[Saved entries]
=-=-=
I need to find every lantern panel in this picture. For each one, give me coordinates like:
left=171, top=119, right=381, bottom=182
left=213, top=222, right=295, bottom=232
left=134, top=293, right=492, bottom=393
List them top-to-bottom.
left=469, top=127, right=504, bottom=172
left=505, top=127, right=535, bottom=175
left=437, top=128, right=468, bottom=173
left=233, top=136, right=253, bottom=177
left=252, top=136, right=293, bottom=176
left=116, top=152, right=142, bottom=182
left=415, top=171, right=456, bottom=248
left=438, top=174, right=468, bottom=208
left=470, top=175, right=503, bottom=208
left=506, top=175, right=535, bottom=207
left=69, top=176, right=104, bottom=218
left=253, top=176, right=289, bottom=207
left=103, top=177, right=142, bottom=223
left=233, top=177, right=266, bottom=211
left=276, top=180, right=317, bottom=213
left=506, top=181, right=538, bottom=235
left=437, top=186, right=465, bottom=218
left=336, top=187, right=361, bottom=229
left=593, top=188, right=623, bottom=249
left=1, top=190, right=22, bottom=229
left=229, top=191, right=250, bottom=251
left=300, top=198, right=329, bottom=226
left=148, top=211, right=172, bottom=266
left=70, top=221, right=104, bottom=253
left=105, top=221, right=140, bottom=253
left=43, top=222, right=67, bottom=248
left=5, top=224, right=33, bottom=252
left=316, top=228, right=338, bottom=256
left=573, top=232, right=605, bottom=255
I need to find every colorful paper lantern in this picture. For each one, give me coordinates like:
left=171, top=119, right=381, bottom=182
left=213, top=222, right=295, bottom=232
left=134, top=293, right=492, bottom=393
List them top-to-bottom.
=-=-=
▶ What the exercise asks
Which lines above contain the word "this"? Copy all of them.

▶ Exercise answer
I need to find every lantern panel in this picture. For each one, give me coordinates like:
I need to find every colorful paper lantern in this picture. For each one, give me coordinates like:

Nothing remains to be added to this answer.